§ Text section

The Cost of Virtualization

March 4, 2008
Volume 6, issue 1

Download PDF version of this article PDF

The Cost of Virtualization

Software developers need to be aware of the compromises they face when using virtualization technology.

ULRICH DREPPER, RED HAT

Virtualization can be implemented in many different ways. It can be done with and without hardware support. The virtualized operating system can be expected to be changed in preparation for virtualization, or it can be expected to work unchanged. Regardless, software developers must strive to meet the three goals of virtualization spelled out by Gerald Popek and Robert Goldberg: fidelity, performance, and safety.1

We may make compromises for each of the goals. For example, people in some situations are OK with sacrificing some performance. In fact, this is almost always mandatory for performance: compared with execution of an operating system on naked hardware, execution of a virtualized operating system takes more effort and somehow must be paid for.

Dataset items
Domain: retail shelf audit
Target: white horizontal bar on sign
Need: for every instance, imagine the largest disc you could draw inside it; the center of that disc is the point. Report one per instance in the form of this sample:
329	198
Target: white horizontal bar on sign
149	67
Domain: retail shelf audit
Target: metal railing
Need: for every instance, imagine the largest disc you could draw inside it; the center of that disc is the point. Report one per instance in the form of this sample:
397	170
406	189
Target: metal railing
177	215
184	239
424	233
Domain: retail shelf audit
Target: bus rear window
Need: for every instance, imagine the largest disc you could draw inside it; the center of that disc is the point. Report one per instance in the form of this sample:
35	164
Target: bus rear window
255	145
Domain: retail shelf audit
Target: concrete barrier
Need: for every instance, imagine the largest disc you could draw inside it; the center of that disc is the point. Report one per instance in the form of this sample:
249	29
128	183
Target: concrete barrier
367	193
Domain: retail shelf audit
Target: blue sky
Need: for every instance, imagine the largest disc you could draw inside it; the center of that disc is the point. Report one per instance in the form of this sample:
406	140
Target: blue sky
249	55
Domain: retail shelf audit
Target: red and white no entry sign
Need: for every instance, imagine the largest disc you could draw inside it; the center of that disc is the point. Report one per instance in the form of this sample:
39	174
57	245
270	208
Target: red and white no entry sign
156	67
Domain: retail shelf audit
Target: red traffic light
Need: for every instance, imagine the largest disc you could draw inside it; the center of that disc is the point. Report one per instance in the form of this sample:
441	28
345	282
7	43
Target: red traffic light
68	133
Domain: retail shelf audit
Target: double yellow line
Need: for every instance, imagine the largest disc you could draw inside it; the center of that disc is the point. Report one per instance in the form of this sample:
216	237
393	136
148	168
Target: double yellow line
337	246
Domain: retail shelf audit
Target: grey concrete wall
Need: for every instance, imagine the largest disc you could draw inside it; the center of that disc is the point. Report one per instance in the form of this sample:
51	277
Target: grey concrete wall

§ Written task
Reproduce the passage of the virtualization article starting with "March 4, 2008" and going on through "using virtualization technology.", word for word.

§ Output of the exercise
March 4, 2008
Volume 6, issue 1

Download PDF version of this article PDF

The Cost of Virtualization

Software developers need to be aware of the compromises they face when using virtualization technology.